● Short exercise a: Repeat the share placing announcement word for word.

>> START Selected text

The Placing is split between a firm placing to raise £780,000 through the issue of 173,333,333 Ordinary Shares at the Placing Price (the “Unconditional Placing”); admission of the Unconditional Placing Shares is expected to occur on or around 5 March 2019; and a conditional placing to raise £220,000 through the issue of 48,888,889 Ordinary Shares at the Placing Price (the “Conditional Placing”); the Conditional Placing is conditional on the approval of Andalas Shareholders at an EGM to be convened shortly and further detailed below.
The net proceeds of the Placing will be used to fully fund Andalas’ participation in the forthcoming Colter side-track, as announced on 25 February 2019, working capital and to provide additional capital to continue the Company’s business development efforts as it looks to broaden its portfolio of upstream opportunities.
Simon Gorringe, CEO of Andalas Energy and Power PLC commented, “We are now fully funded to participate in the forthcoming Colter side-track, following the announcement on Monday which identified the additional Colter South prospect. We have also secured support from new and existing shareholders for further upstream business development activity as we look to broaden our portfolio further, which we look forward to updating the market on in due course.”

>> END Selected text
>> START Data extract

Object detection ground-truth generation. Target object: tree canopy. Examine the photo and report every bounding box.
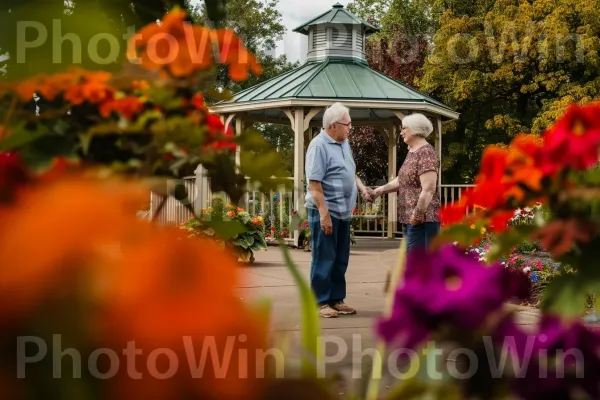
[418,0,600,182]
[0,0,194,79]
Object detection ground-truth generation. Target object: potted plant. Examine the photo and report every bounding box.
[182,203,267,264]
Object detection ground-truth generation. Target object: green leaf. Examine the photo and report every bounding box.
[0,123,48,151]
[434,224,481,247]
[280,243,324,378]
[210,217,246,240]
[19,135,77,173]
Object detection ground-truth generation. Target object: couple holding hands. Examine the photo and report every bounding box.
[305,103,440,318]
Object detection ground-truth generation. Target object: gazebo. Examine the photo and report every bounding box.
[210,3,458,239]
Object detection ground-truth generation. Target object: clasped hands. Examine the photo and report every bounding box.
[361,186,383,202]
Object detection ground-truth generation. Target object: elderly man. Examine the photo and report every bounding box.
[306,103,373,318]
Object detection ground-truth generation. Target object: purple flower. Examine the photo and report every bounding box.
[377,245,519,348]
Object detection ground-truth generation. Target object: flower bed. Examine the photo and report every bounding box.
[181,203,267,263]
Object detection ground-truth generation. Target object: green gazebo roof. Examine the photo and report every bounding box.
[219,58,450,110]
[293,3,379,35]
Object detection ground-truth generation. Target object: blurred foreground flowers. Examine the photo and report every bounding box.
[0,5,298,399]
[0,170,268,399]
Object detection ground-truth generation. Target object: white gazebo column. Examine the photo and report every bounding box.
[387,125,398,238]
[234,116,244,172]
[231,114,250,212]
[294,107,304,238]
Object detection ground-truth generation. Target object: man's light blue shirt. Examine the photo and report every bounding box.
[305,130,358,220]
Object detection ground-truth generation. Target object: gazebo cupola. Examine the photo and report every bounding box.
[294,3,378,63]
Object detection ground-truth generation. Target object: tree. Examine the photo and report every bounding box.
[194,0,298,174]
[0,0,194,79]
[194,0,296,93]
[348,0,432,185]
[418,0,600,183]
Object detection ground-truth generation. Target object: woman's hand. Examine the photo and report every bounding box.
[409,208,425,225]
[361,187,375,201]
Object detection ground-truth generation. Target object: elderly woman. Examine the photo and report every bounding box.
[375,114,440,250]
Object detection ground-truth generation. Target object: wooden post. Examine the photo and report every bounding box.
[435,117,442,200]
[290,107,304,246]
[388,125,398,239]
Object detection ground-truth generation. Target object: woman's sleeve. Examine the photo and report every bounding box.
[417,149,439,176]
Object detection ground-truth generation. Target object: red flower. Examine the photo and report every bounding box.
[544,105,600,174]
[100,96,144,121]
[192,93,204,110]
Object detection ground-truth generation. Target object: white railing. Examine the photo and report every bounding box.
[150,176,474,239]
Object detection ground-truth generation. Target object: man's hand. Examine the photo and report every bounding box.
[409,208,425,225]
[321,212,333,235]
[361,187,375,201]
[373,186,383,198]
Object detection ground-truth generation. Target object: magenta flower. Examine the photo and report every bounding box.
[377,245,522,348]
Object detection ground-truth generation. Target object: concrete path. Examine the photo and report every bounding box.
[234,238,537,393]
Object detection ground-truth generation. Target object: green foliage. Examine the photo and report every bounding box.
[181,201,267,262]
[418,0,600,183]
[0,0,198,79]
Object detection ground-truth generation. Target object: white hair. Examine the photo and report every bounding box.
[323,102,350,129]
[402,113,433,138]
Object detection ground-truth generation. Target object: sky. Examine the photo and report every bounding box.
[192,0,350,62]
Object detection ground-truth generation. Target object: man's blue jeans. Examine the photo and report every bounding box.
[308,208,350,305]
[402,222,440,252]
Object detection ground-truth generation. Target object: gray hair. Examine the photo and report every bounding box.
[323,102,350,129]
[402,113,433,138]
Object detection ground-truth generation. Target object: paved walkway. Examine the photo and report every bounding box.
[239,238,537,393]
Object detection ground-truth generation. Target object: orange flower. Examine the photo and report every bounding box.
[132,79,150,91]
[128,8,218,77]
[544,103,600,174]
[99,96,144,120]
[94,226,268,400]
[215,29,262,81]
[533,218,596,257]
[0,179,148,322]
[64,72,114,105]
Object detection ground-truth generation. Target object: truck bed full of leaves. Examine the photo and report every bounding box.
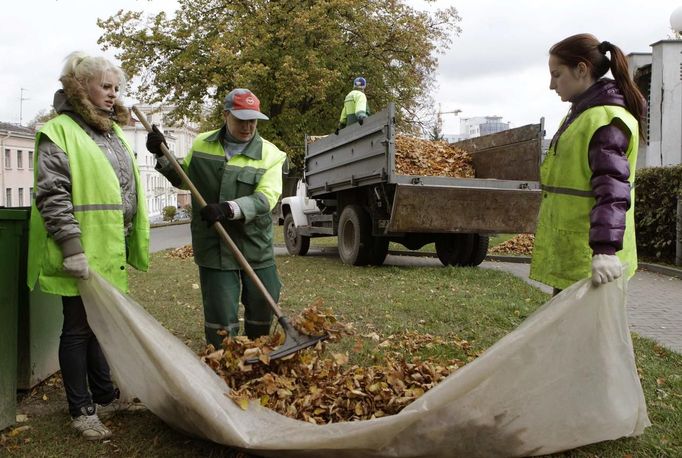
[395,134,475,178]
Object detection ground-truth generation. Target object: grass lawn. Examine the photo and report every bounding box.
[0,251,682,457]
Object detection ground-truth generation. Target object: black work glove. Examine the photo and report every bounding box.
[199,202,234,226]
[146,124,168,158]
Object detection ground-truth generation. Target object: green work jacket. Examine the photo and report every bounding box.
[339,89,369,126]
[169,127,287,270]
[27,114,149,296]
[530,105,639,289]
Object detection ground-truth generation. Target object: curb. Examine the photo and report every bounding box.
[149,219,191,229]
[274,244,682,280]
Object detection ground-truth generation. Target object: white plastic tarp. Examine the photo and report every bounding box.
[80,274,650,457]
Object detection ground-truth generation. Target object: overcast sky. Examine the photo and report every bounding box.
[0,0,682,135]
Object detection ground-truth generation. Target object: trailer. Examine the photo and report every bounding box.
[280,104,544,266]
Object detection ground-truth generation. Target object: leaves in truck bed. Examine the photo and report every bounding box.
[395,134,475,178]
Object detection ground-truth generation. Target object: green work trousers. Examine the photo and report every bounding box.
[199,265,282,348]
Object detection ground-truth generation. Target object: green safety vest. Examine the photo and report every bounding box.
[27,114,149,296]
[530,106,639,289]
[339,89,369,126]
[177,129,287,270]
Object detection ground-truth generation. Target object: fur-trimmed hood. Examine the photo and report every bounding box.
[53,76,130,133]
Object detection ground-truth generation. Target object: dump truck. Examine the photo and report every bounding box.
[279,103,544,266]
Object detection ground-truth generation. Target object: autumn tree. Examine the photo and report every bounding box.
[98,0,460,170]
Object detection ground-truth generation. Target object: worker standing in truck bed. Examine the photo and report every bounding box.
[336,76,369,135]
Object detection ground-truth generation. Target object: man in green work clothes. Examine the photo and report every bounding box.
[336,76,369,135]
[147,89,287,348]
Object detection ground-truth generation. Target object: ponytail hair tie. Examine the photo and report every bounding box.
[597,41,611,54]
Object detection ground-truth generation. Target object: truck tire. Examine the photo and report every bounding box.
[436,234,475,266]
[466,234,490,267]
[369,237,388,266]
[338,205,373,266]
[282,213,310,256]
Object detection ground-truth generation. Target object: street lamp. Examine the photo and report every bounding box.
[670,6,682,266]
[670,6,682,34]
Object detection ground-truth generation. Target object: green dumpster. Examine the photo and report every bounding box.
[0,207,63,429]
[0,208,29,429]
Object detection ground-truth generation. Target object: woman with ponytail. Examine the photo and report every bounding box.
[531,34,646,294]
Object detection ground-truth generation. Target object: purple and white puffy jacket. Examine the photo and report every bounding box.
[552,78,631,255]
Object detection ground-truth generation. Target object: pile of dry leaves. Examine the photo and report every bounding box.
[395,134,475,178]
[166,245,194,259]
[489,234,535,256]
[202,302,468,424]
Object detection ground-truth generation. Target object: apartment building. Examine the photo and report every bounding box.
[0,105,198,221]
[0,122,35,207]
[123,105,199,220]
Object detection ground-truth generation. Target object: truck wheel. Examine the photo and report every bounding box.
[369,237,388,266]
[338,205,373,266]
[466,234,490,267]
[282,213,310,256]
[436,234,474,266]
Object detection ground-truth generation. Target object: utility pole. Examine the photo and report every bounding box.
[436,103,462,135]
[19,87,28,126]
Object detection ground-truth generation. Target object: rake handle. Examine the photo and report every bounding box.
[133,106,283,320]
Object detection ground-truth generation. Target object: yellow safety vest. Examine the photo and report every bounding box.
[27,114,149,296]
[530,105,639,289]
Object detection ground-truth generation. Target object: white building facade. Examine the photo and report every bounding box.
[443,116,510,143]
[123,105,198,221]
[628,40,682,167]
[0,105,198,221]
[0,122,35,207]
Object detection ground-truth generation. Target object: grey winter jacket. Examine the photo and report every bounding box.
[35,90,137,257]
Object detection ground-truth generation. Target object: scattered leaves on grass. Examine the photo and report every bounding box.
[395,134,475,178]
[166,245,194,259]
[489,234,535,256]
[202,301,469,424]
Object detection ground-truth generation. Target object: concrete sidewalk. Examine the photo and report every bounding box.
[386,255,682,353]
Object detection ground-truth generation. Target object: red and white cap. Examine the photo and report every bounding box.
[225,89,270,121]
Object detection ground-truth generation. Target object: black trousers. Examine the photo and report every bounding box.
[59,296,116,417]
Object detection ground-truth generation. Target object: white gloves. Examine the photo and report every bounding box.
[62,253,90,280]
[592,254,623,286]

>> END Data extract

● Short exercise b: List every line of the listing that contains the word "truck".

● Task result a:
The Placing is split between a firm placing to raise £780,000 through the issue of 173,333,333 Ordinary Shares at the Placing Price (the “Unconditional Placing”); admission of the Unconditional Placing Shares is expected to occur on or around 5 March 2019; and a conditional placing to raise £220,000 through the issue of 48,888,889 Ordinary Shares at the Placing Price (the “Conditional Placing”); the Conditional Placing is conditional on the approval of Andalas Shareholders at an EGM to be convened shortly and further detailed below.
The net proceeds of the Placing will be used to fully fund Andalas’ participation in the forthcoming Colter side-track, as announced on 25 February 2019, working capital and to provide additional capital to continue the Company’s business development efforts as it looks to broaden its portfolio of upstream opportunities.
Simon Gorringe, CEO of Andalas Energy and Power PLC commented, “We are now fully funded to participate in the forthcoming Colter side-track, following the announcement on Monday which identified the additional Colter South prospect. We have also secured support from new and existing shareholders for further upstream business development activity as we look to broaden our portfolio further, which we look forward to updating the market on in due course.”

● Task result b:
Object detection ground-truth generation. Target object: truck bed full of leaves. Examine the photo and report every bounding box.
Object detection ground-truth generation. Target object: leaves in truck bed. Examine the photo and report every bounding box.
Object detection ground-truth generation. Target object: dump truck. Examine the photo and report every bounding box.
Object detection ground-truth generation. Target object: worker standing in truck bed. Examine the photo and report every bounding box.
Object detection ground-truth generation. Target object: truck tire. Examine the photo and report every bounding box.
Object detection ground-truth generation. Target object: truck wheel. Examine the photo and report every bounding box.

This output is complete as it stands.